[begin Input rows]

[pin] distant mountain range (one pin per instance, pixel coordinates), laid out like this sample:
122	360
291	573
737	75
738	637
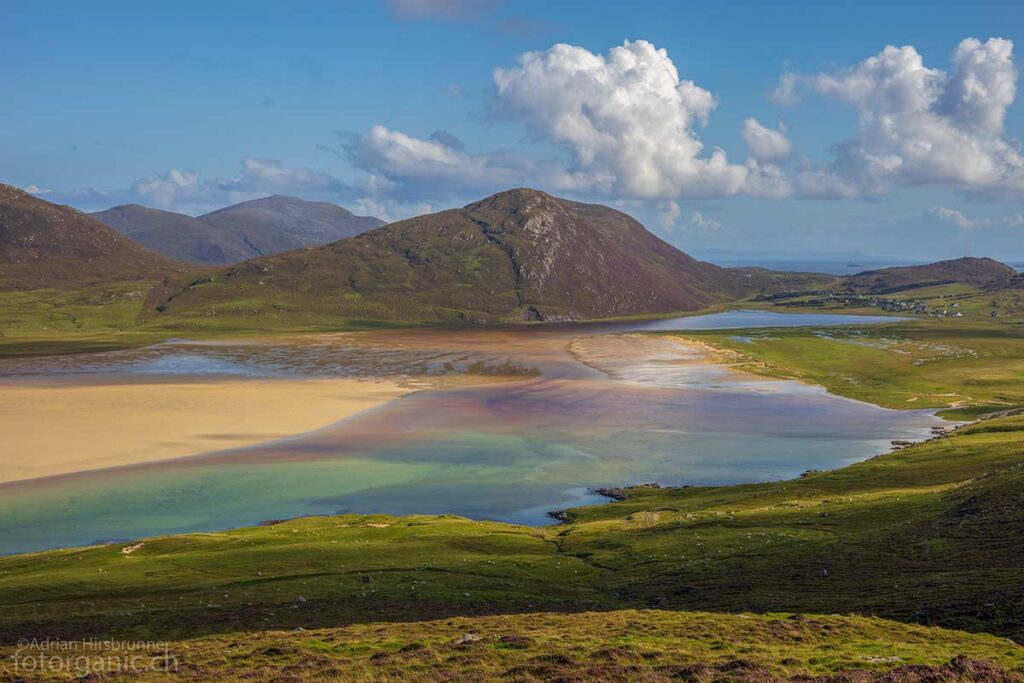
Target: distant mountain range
46	246
259	227
518	255
981	272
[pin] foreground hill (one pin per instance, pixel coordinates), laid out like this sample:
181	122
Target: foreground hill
45	245
624	646
519	255
259	227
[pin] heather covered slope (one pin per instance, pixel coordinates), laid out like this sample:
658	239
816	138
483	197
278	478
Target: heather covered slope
44	245
519	255
258	227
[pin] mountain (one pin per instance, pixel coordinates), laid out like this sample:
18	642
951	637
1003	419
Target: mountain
44	245
259	227
982	272
274	224
518	255
175	235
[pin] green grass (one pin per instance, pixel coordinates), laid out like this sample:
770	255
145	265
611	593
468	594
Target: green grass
967	368
624	645
929	535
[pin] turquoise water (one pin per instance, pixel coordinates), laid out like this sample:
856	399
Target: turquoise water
596	410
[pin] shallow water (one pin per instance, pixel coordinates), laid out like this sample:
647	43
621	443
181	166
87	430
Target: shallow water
594	407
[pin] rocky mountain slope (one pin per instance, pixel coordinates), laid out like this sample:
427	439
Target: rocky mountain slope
518	255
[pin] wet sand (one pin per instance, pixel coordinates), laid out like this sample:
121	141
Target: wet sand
76	424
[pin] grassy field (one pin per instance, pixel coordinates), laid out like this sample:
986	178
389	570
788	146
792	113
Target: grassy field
930	535
969	368
622	645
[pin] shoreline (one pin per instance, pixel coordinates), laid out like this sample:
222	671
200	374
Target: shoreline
72	425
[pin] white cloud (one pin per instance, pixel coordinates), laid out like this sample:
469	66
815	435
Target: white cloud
765	143
185	190
701	224
955	217
440	160
786	93
919	125
626	117
668	214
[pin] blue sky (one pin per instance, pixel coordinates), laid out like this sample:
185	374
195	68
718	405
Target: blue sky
395	109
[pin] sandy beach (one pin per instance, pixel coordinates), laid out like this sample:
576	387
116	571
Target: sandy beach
56	427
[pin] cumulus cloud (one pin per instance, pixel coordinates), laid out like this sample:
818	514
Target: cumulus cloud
626	117
668	214
955	217
920	125
187	191
392	157
765	143
699	223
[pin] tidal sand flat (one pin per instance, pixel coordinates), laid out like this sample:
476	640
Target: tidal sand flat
576	408
71	424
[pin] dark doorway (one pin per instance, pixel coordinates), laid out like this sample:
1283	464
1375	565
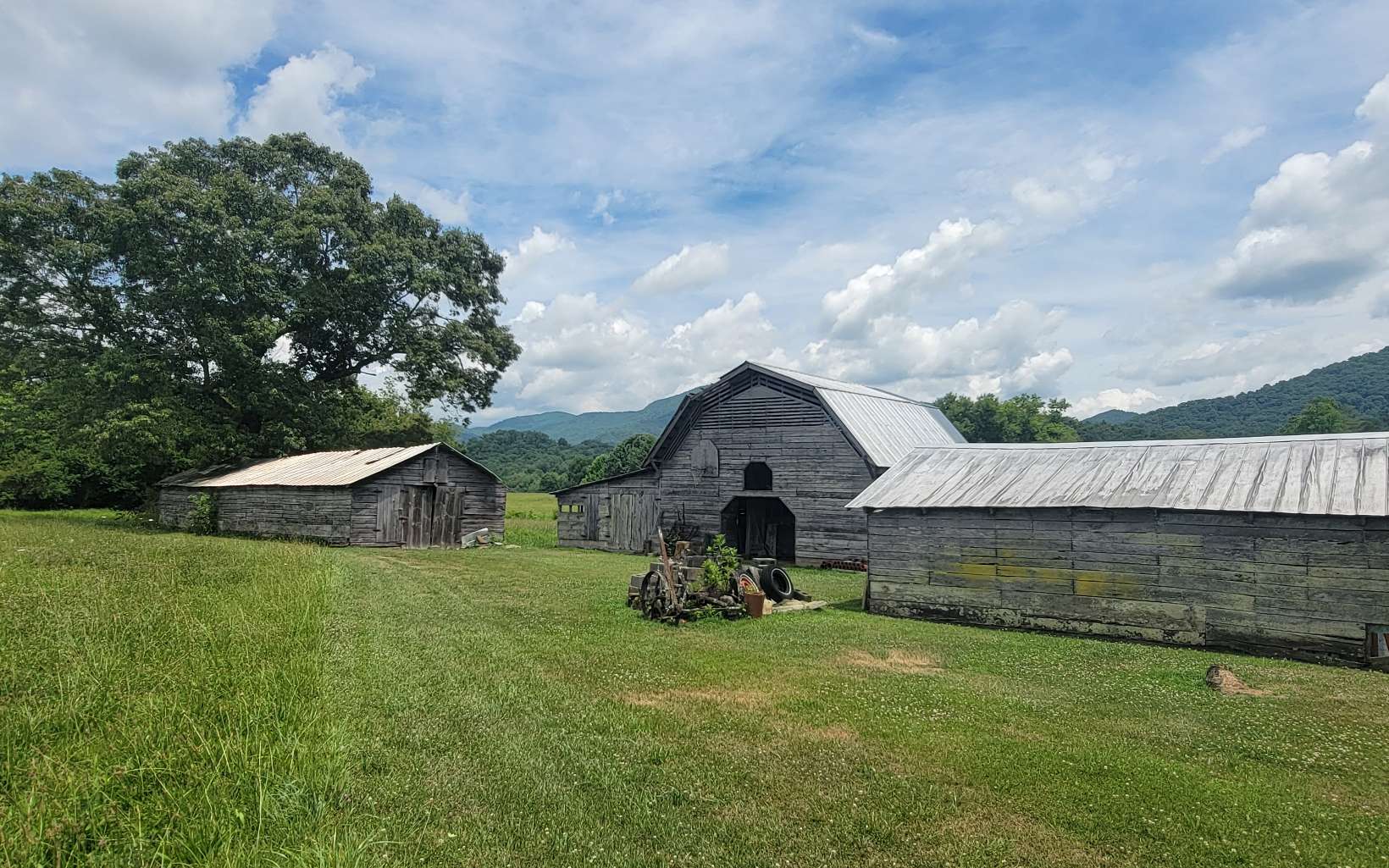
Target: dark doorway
757	477
760	527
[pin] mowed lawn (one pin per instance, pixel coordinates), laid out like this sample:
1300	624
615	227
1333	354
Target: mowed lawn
171	699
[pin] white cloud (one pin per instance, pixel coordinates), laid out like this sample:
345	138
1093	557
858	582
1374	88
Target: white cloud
1314	231
584	355
86	80
874	38
1004	353
690	268
1234	141
532	249
1375	106
1134	401
443	206
891	289
303	96
603	202
1071	192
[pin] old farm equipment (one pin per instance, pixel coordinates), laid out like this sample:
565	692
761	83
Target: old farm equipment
677	589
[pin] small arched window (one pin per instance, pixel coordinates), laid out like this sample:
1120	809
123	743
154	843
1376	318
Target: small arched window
757	477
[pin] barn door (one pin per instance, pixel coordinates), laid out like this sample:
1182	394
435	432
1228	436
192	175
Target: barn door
418	512
590	518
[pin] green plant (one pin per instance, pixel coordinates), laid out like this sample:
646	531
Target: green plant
720	563
202	518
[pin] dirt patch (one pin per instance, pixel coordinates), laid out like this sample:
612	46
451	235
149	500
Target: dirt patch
725	698
894	661
1226	683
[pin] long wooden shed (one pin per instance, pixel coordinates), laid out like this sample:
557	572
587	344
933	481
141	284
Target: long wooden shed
1270	545
766	456
417	496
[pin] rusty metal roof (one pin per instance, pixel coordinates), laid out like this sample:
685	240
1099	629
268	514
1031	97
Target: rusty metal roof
887	427
1303	475
334	468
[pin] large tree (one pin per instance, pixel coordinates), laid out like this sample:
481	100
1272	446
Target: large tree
1022	418
221	301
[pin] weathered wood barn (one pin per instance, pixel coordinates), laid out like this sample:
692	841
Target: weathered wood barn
412	496
1271	545
766	456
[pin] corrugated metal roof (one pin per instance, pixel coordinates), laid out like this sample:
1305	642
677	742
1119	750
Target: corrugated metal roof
885	425
310	470
1309	475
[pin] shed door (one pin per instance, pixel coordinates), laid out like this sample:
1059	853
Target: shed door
418	516
590	517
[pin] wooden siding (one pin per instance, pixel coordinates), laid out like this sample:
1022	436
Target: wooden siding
814	467
431	500
258	510
816	471
1302	586
618	516
455	496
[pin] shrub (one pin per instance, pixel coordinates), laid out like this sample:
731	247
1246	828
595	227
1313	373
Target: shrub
721	563
202	518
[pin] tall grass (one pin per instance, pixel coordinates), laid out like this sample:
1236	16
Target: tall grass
164	699
531	520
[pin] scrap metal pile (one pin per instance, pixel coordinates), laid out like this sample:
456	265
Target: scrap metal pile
677	589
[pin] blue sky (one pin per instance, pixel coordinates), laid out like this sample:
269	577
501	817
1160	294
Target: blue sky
1124	204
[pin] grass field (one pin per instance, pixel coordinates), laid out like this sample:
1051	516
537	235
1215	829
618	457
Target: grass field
169	699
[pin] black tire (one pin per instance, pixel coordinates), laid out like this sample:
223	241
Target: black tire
777	585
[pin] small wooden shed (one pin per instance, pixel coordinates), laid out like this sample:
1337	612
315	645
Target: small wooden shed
1270	545
416	496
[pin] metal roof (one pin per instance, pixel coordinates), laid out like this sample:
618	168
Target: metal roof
310	470
1309	475
887	427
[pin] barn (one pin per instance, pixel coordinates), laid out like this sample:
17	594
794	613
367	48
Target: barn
414	496
766	456
1267	545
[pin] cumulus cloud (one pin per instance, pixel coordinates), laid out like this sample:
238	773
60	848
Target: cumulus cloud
690	268
86	80
1234	141
1004	353
1132	401
584	355
303	96
1375	106
891	289
1317	228
603	202
1071	192
532	249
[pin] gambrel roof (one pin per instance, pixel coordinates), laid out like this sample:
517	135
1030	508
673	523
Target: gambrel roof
1302	475
332	468
881	425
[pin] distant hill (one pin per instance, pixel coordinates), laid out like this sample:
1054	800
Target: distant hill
1360	384
609	427
1113	417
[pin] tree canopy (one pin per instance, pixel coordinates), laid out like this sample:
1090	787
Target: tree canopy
1323	416
223	301
1022	418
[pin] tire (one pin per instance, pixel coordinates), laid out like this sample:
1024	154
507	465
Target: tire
777	585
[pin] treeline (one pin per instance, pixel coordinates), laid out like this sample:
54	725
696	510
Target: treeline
534	462
219	301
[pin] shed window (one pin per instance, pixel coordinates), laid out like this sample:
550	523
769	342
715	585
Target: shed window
757	477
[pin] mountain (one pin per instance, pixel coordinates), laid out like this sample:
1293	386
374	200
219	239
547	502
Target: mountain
1360	384
1113	417
609	427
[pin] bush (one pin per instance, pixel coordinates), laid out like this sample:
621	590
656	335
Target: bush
202	518
721	563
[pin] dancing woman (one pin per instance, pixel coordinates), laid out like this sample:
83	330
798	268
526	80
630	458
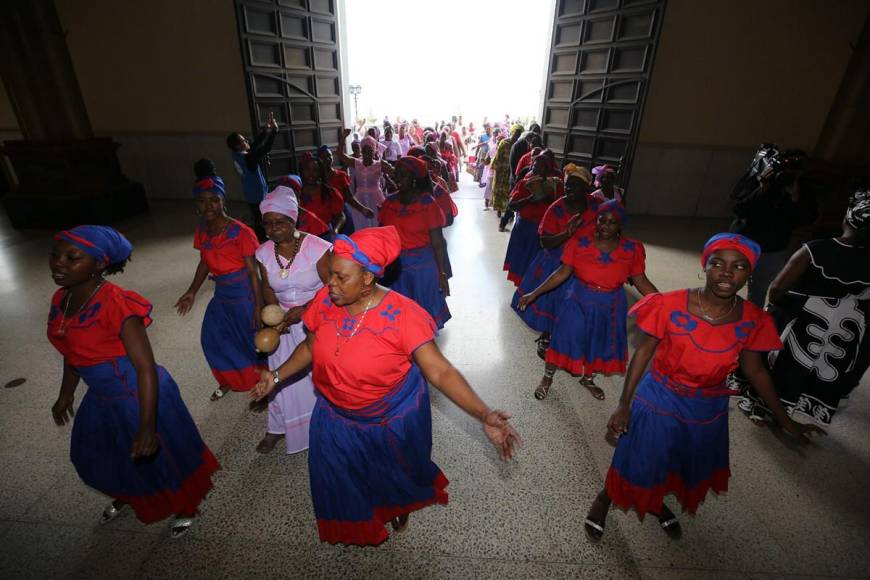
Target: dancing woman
372	351
293	266
132	438
589	333
226	247
566	216
672	420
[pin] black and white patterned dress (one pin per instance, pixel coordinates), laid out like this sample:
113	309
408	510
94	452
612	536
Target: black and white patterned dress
823	324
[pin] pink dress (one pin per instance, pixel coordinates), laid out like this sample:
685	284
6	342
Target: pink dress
290	407
368	190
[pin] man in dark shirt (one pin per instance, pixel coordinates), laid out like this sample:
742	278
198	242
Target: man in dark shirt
246	158
519	148
769	216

[end Input rows]

**Written instruction:** In the copy, include all records verbatim but no images.

**Complete answer:**
[pin] distant mountain range (one pin per instance, pixel coordinates), laid out like this sample:
122	360
291	573
737	75
738	637
Target: distant mountain range
46	246
259	227
518	255
981	272
[pin] foreground hill (one pin per instance, pixel coordinates), laid out like this sample:
181	122
Target: foreground hill
45	245
624	646
519	255
259	227
[pin] heather covered slope (one pin per instance, pixel coordinates), laid out like this sample:
658	239
816	138
483	197
278	478
Target: heather covered slope
44	245
519	255
258	227
[pin] mountain (one pin per instance, pixel coordinates), laid out like this sample:
18	642
951	637
1003	419
Target: mountain
44	245
259	227
982	272
274	224
518	255
175	235
[pin] green grass (one pin per instance, pixel coordinates), laid out like this sample:
770	255
145	265
611	593
468	594
Target: green grass
967	368
624	645
929	535
[pin] turquoise water (one pin per instance, pixel coordinates), laid out like this sample:
856	399
Target: turquoise water
596	410
[pin] shallow water (one pin per instance, pixel coordinates), laid out like this sample:
647	43
621	443
181	166
87	430
Target: shallow water
594	407
[pin] rocky mountain slope (one pin per instance, pixel coordinates), laid out like this sample:
427	439
Target: rocky mountain slope
518	255
[pin] wet sand (one pin per instance, pixel coordinates), laid out like this sample:
121	141
Target: wet sand
76	424
[pin] grassy field (one pin per instance, pixel coordinates), laid out like this sample:
986	178
389	570
788	146
792	113
Target: grassy field
930	535
969	368
622	645
[pin] shoreline (one pin per instance, pixel coordinates), laid out like this sample:
222	671
200	374
Target: shoreline
72	425
[pin] white cloud (one pin per instance, pixel coordinates), laid out like this sample:
469	66
815	435
Target: white cloud
765	143
185	190
701	224
955	217
440	160
786	93
919	125
626	117
668	214
[pin] blue sky (one pin per instance, pixel coordinates), laid out like this sample:
185	374
195	68
718	405
Target: blue sky
395	109
[pin] sandy beach (one pin per instance, pixel coordinates), laid out like this sample:
576	387
116	571
Target: sandy beach
56	427
[pin] cumulus cloud (one pin per instance, pixel coordinates), laid out like this sample:
818	514
Target: cumulus cloud
626	117
668	214
955	217
920	125
187	191
392	157
765	143
699	223
[pin] tidal sand flat (one pin per instance, pixel coordinates), laid out like this sample:
476	640
Target: tidal sand flat
576	408
71	424
[pin] dark doorway (one pin per instance, pixel coordinates), laid out like this sample:
1283	464
1375	565
Target: dark doorway
757	477
760	527
[pin] mowed lawn (one pin per instance, pixel coordinates), laid out like this sample:
1300	624
615	227
1333	354
Target: mowed lawn
171	699
[pin] white cloud (one pin per instance, pixel coordinates), laid out like this sample:
345	138
1093	557
858	582
1374	88
Target: white cloud
1314	231
584	355
86	80
874	38
1004	353
690	268
1234	141
532	249
1375	106
1134	401
443	206
891	289
303	96
603	202
1071	192
[pin] old farm equipment (one pin per instance, pixel coordinates), laid out like this sample:
565	692
761	83
Target: old farm equipment
677	589
[pin] small arched window (one pin per instance, pixel coordinates), laid out like this sample:
1120	809
123	743
154	843
1376	318
Target: small arched window
757	477
[pin] barn door (one pin per instance, pixel coordinates), laid out like this sample:
1182	394
435	432
1228	436
192	175
Target: barn door
418	512
590	518
[pin] green plant (one pin per instance, pixel coordinates), laid out like this sample:
646	531
Target: green plant
720	563
202	518
[pin] dirt patch (one pin per instance, pixel coordinates), laid out like this sample:
612	46
451	235
149	500
Target: dirt patch
725	698
894	661
1226	683
[pin] long wooden shed (one pin per instance, pixel coordinates), laid out like this sample:
557	572
587	344
933	481
141	284
Target: long wooden shed
1270	545
766	456
417	496
[pin] rusty metal roof (one pin per instance, pixel coordinates), laid out like this sample:
685	240
1099	629
268	514
1031	97
Target: rusty metal roof
887	427
1303	475
334	468
[pin] large tree (one pin per instance, pixel coordinates), laid out like this sample:
481	100
1272	446
Target: large tree
1022	418
221	301
[pin] weathered wood barn (one pin per instance, pixel coordinates), laid out like this sample:
692	841
Target: weathered wood barn
412	496
1271	545
766	456
[pin] corrugated metal roof (one pin per instance, pixel coordinates), laid out like this sample:
1305	642
677	742
1119	750
Target: corrugated metal roof
885	425
310	470
1309	475
[pin] shed door (one pin per instance, pixel coordinates), laid out like this sample:
1059	853
Target: shed door
418	516
590	517
[pin] wooden siding (one pin per instance, pixel coordinates), laid out like this sample:
1022	436
Target: wooden siding
814	467
431	500
258	510
816	471
1302	586
618	516
455	496
[pin] shrub (one pin per instance, pixel coordinates), laid out like this sample:
731	247
1246	828
595	227
1313	373
Target: shrub
721	563
202	518
[pin] tall grass (one pin per instance, pixel coordinates), laid out like this sample:
1236	16
Target: tall grass
164	699
531	520
[pin] scrap metal pile (one pin per instance, pixel coordinates), laid out like this sample:
456	265
Target: scrap metal pile
677	589
[pin] blue sky (one pin per instance, pixel coordinates), laid out like this sample:
269	577
501	817
1160	294
Target: blue sky
1124	204
[pin] grass field (one pin per instance, pixel coordinates), laid out like this sample:
1051	516
537	235
1215	829
618	457
Target: grass field
169	699
[pin] black tire (one pin per instance, pixel coordinates), laid out like this sample:
223	241
Target: black tire
777	585
[pin] small wooden shed (one pin per instance, pixel coordinates), laid out like this sample:
1337	612
315	645
Target: small wooden shed
1270	545
416	496
[pin] metal roof (one pin per instance, pixel coordinates), laid out like this sample:
618	168
Target: metal roof
310	470
1309	475
887	427
[pin] barn (one pin per instance, pixel coordinates), laid out like this sample:
17	594
794	613
367	48
Target: barn
414	496
766	456
1267	545
[pin] cumulus cloud (one pin per instance, pixel coordinates), laid out like this sample:
238	773
60	848
Target: cumulus cloud
690	268
86	80
1234	141
1004	353
1132	401
584	355
303	96
1375	106
891	289
1317	228
603	202
1071	192
532	249
[pin] gambrel roof (one pin per instance, pixel coordinates), laid out like this sample:
517	135
1030	508
673	523
Target: gambrel roof
1302	475
332	468
881	425
[pin] distant hill (one pin per instance, pixel coordinates), laid out like this sample:
1054	800
Target: distant hill
1360	384
609	427
1113	417
[pin] tree canopy (one pin per instance, pixel coordinates), laid out like this sample:
1090	787
Target: tree canopy
1323	416
223	301
1022	418
[pin] tire (one pin per instance, pixel coordinates), laid out like this sample:
1024	154
507	465
Target: tire
777	585
[pin] treeline (one pin per instance, pixel coordinates), laid out like this sample:
54	725
696	510
Target: treeline
534	462
219	301
[pin] shed window (one pin per instance, pixel coordinates), laid out like this sample:
550	523
769	342
715	585
Target: shed window
757	477
[pin] mountain (one pin per instance, pixel coordinates), laid out like this sample:
1293	386
374	200
219	239
547	502
Target: mountain
1360	384
1113	417
609	427
[pin] bush (one pin per instance, pixel coordinates), laid out like this sample:
621	590
656	335
Target: bush
202	518
721	563
[pin] dancing woman (one pin per instance, pixel coordinates), laid out like this sample:
83	330
798	268
526	80
630	458
Target: dancing woman
372	351
293	266
132	438
589	333
226	247
566	216
672	420
[pin] black and white patterned dress (one pin per instance, pixel coordinates), laid out like this sample:
113	309
408	510
94	452
612	536
Target: black and white patterned dress
823	324
[pin] pink dress (one pin per instance, pixel coordinates), laid out like this sample:
685	284
6	342
Target: pink dress
290	407
368	190
[pin] man in dark shirt (one pin per instance, pixel coordinates), laid out like this sample:
742	278
198	242
Target: man in dark shirt
246	158
519	148
769	216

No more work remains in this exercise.